* WHAT TO WORK ON
Copy every entry precisely.

==== ENTRIES SHOWN

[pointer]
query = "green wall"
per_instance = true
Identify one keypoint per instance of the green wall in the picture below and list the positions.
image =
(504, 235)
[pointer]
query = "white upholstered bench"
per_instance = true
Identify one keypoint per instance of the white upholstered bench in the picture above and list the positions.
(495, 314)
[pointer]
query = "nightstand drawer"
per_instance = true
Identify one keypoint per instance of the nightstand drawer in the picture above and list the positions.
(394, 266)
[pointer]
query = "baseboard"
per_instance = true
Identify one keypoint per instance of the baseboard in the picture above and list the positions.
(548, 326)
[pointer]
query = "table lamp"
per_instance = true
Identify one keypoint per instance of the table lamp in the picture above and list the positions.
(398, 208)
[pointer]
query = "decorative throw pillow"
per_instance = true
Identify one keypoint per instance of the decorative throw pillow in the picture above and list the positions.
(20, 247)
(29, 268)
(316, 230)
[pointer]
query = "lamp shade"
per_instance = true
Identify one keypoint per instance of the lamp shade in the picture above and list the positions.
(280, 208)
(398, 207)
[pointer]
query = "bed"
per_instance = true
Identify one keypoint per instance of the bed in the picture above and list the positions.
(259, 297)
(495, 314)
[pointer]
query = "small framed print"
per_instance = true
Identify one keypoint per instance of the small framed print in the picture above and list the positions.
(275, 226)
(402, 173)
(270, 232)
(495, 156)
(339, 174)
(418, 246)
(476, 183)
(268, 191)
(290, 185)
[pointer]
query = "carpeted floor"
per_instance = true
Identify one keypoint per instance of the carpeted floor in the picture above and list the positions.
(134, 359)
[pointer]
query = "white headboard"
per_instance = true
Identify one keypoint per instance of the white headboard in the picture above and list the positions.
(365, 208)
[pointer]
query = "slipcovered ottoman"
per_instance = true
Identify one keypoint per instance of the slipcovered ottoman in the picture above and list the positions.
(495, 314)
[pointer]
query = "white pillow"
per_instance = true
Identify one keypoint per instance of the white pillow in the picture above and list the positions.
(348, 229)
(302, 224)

========

* TASK ANSWER
[pointer]
query = "green wall"
per_instance = true
Identify one keypoint per instance of the green wall in the picture below and list the positions.
image =
(504, 235)
[pointer]
query = "white upholstered bench"
per_instance = true
Identify one keypoint per instance of the white upholstered bench in the picture above and list the positions.
(495, 314)
[pointer]
query = "nightstand drawer"
per_instance = true
Identify one keypoint per instance of the nightstand drawer in the picture above and list the positions.
(394, 266)
[pointer]
query = "baseboard"
per_instance = true
Identify one keypoint per instance of the baseboard in the picture above and list the positions.
(548, 326)
[pointer]
query = "table lamp"
per_instance = true
Identify one keypoint per instance of the table lamp in the picture above and list the positions.
(398, 208)
[pointer]
query = "decorative throw pillow"
per_instance = true
Identify one keypoint per instance of the decorative throw pillow in the picture above and list the positions.
(20, 247)
(29, 268)
(316, 230)
[pointer]
query = "lamp shade"
per_instance = true
Identify one keypoint per instance of the lamp shade in the picture above and list the positions.
(280, 208)
(398, 207)
[pointer]
query = "bed"
per_instance = true
Identify one keypoint per instance of the bed in the picture above and list the positions.
(259, 297)
(495, 314)
[pointer]
query = "small framed print"
per_instance = true
Identify one keypoint per instance of the small framed print in the picture above and list the positions.
(275, 226)
(402, 173)
(270, 232)
(495, 156)
(339, 174)
(418, 246)
(476, 183)
(268, 191)
(290, 185)
[pointer]
query = "carpeted floor"
per_instance = true
Identify one keypoint per instance of the carpeted floor in the picture above and list the positions.
(134, 359)
[pointer]
query = "white headboard"
per_instance = true
Identify one keypoint per instance of the white headboard in the picture above and list the positions.
(365, 208)
[pointer]
query = "slipcovered ottoman"
per_instance = true
Identify one keypoint per instance of the slipcovered ottoman in the picture above and list the positions.
(495, 314)
[pointer]
query = "white pillow"
per_instance = true
Identify one keypoint per instance of the white pillow in the picture above and list the positions.
(348, 229)
(302, 224)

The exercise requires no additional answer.